-- Opening Marker --

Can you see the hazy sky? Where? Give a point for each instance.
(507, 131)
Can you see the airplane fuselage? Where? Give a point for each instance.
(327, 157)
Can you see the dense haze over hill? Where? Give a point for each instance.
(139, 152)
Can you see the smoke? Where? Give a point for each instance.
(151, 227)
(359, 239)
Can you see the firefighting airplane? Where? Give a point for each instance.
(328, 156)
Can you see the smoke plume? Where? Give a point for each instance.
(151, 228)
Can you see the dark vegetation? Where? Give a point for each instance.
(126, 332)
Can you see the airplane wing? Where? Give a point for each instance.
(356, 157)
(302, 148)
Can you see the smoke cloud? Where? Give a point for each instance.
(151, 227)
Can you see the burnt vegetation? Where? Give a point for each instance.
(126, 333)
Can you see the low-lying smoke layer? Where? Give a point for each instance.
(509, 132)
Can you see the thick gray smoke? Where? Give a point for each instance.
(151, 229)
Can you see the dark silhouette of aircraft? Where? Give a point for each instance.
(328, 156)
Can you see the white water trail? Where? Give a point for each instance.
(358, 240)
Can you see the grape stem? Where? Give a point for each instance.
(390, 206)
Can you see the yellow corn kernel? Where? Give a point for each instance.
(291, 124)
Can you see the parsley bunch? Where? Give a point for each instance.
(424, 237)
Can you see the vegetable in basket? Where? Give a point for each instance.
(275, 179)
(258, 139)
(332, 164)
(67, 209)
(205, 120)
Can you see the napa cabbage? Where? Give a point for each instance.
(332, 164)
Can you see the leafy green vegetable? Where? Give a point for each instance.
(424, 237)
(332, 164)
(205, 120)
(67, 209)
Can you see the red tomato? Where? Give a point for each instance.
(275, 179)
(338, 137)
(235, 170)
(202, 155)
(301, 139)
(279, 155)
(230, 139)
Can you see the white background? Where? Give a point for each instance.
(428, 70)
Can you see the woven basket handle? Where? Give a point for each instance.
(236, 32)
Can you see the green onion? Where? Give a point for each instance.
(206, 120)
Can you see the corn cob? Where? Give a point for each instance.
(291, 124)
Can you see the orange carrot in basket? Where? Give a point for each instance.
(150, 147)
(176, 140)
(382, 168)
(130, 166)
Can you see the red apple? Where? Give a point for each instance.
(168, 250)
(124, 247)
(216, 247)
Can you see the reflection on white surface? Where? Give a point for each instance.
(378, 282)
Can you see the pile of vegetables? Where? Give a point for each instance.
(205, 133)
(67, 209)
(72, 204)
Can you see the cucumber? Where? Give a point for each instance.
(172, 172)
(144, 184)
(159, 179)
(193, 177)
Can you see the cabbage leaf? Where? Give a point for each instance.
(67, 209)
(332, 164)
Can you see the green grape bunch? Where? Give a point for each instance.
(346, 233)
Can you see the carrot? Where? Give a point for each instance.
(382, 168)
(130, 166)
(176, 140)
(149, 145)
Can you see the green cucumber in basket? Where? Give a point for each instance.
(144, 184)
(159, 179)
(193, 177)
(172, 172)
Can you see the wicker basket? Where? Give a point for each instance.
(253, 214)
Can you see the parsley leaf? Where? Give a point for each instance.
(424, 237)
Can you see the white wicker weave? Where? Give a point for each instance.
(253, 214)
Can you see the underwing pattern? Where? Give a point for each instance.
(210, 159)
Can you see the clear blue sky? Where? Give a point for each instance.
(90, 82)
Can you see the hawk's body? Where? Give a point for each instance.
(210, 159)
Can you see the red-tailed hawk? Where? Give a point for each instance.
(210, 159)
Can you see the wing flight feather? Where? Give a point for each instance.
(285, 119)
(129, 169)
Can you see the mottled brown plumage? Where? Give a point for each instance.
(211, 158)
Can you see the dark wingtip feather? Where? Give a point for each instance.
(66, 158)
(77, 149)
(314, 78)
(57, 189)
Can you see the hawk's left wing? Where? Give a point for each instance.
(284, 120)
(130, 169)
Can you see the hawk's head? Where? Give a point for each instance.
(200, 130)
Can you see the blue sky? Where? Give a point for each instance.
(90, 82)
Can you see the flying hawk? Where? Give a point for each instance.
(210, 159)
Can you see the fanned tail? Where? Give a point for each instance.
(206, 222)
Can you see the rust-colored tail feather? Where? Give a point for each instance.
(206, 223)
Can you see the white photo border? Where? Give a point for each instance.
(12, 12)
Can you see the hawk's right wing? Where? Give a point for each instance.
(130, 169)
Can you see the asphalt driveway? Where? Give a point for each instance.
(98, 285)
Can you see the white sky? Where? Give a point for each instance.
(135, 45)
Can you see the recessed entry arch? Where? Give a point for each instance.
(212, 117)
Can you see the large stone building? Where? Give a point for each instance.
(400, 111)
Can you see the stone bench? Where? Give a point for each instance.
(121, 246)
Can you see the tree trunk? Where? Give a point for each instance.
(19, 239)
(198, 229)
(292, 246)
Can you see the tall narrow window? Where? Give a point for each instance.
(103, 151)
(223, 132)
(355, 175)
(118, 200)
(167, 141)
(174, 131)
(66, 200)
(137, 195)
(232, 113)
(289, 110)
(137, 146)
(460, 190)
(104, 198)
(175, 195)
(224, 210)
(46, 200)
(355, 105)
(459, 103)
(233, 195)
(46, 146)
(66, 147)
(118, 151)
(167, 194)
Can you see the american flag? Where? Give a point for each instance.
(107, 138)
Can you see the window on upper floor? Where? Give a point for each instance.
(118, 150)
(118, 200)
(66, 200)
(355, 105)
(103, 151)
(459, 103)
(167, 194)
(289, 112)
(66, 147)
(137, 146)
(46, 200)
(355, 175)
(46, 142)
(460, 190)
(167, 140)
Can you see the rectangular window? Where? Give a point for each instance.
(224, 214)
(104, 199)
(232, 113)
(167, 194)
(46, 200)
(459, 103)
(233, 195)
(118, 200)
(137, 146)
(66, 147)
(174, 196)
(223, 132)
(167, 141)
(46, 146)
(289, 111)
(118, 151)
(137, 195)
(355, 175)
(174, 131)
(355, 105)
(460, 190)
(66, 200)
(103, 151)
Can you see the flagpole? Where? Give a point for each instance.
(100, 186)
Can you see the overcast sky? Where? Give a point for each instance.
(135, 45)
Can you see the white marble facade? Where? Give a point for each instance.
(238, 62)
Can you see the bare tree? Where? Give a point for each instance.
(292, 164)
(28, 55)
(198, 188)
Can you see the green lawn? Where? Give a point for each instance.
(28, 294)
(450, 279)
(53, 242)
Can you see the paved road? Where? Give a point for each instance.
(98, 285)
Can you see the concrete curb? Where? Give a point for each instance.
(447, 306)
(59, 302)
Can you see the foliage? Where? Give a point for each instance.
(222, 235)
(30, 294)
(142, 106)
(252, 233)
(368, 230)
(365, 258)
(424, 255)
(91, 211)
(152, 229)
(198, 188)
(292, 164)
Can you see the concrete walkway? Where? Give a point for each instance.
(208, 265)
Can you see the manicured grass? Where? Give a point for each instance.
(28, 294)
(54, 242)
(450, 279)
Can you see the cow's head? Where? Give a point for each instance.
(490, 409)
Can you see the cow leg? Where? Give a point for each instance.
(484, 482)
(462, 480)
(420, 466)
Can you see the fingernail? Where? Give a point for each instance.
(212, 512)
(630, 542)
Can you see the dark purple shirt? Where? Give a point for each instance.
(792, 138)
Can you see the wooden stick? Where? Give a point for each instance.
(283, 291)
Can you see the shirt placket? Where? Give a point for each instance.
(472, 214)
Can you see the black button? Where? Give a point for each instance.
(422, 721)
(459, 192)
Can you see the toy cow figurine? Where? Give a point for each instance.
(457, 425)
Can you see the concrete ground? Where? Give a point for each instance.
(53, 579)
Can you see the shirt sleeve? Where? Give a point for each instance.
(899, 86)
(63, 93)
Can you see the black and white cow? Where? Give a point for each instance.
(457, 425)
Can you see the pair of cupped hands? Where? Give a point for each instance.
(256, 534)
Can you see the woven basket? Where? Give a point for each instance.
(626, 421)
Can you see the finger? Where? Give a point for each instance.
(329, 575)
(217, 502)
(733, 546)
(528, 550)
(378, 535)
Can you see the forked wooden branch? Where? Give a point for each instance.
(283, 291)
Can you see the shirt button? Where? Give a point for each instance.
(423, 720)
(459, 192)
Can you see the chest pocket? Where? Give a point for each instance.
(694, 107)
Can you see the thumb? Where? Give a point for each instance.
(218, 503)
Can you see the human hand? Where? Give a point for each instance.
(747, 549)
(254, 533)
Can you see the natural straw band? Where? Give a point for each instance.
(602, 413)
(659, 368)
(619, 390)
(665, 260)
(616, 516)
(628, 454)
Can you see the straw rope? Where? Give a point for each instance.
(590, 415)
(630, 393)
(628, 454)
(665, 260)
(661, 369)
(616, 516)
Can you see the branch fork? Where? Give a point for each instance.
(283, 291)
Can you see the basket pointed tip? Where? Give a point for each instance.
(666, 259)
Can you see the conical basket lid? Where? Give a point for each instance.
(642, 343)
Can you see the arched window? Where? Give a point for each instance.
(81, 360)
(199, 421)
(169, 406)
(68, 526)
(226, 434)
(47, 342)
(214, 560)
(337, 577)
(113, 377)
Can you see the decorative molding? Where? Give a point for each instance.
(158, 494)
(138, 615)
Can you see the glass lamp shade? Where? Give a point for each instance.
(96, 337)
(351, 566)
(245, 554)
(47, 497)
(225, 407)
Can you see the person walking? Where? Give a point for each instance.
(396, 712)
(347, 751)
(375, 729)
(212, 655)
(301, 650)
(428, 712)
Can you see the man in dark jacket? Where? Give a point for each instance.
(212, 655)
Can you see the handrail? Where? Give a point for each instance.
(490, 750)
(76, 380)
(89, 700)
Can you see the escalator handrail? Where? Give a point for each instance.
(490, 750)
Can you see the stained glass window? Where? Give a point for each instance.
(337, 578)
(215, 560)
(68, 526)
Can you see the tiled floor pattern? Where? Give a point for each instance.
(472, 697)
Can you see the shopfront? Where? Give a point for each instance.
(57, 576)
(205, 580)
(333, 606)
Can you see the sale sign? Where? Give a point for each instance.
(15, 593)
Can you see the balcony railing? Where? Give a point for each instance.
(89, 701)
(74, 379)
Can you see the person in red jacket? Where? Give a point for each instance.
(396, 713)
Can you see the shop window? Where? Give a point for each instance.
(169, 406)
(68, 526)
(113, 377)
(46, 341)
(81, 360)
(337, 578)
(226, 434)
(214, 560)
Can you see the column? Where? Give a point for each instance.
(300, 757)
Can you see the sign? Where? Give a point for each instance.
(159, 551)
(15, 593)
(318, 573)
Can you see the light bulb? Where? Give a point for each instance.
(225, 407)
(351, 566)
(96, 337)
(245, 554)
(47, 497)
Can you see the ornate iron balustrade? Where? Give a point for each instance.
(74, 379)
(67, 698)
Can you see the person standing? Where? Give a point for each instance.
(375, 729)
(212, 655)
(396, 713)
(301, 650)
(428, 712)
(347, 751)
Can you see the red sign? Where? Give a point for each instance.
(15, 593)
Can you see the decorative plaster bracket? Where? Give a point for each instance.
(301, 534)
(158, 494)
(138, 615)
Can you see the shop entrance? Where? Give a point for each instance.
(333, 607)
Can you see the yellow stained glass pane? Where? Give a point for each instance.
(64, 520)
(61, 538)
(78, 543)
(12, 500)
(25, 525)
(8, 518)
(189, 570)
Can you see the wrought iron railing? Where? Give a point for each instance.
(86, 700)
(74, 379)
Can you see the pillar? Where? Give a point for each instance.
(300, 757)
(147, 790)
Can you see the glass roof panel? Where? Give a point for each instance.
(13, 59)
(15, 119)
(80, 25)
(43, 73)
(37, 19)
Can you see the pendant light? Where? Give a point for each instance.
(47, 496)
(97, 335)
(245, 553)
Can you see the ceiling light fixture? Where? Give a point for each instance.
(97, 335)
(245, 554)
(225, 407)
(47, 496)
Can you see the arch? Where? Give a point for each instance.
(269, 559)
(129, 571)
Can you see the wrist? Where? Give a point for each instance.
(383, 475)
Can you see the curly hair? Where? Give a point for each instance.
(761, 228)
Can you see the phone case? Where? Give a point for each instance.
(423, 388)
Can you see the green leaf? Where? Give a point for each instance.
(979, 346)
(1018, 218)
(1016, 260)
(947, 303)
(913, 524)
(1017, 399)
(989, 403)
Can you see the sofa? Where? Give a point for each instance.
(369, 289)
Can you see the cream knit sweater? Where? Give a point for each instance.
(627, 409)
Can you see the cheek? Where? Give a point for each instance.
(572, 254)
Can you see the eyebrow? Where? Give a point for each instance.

-- Closing Marker --

EXERCISE REQUIREMENTS:
The answer is a portion of the data. Write out exactly the line with "Can you see the curly" and all lines after it.

REPLY TO THE TASK:
Can you see the curly hair? Where? Give a point for each instance.
(761, 228)
Can you see the phone case? Where? Give a point for each instance.
(423, 388)
Can you see the green leaf? Where? Give a point for each instance.
(979, 346)
(1018, 218)
(1016, 260)
(947, 303)
(913, 524)
(1017, 399)
(989, 403)
Can you see the sofa? Where? Give a point for each instance.
(369, 289)
Can you see the cream knit sweater? Where? Give a point for each instance.
(627, 409)
Can you see the cheek? Where? Give a point for each instance.
(572, 254)
Can you see the eyebrow? Where? Give a point for each instance.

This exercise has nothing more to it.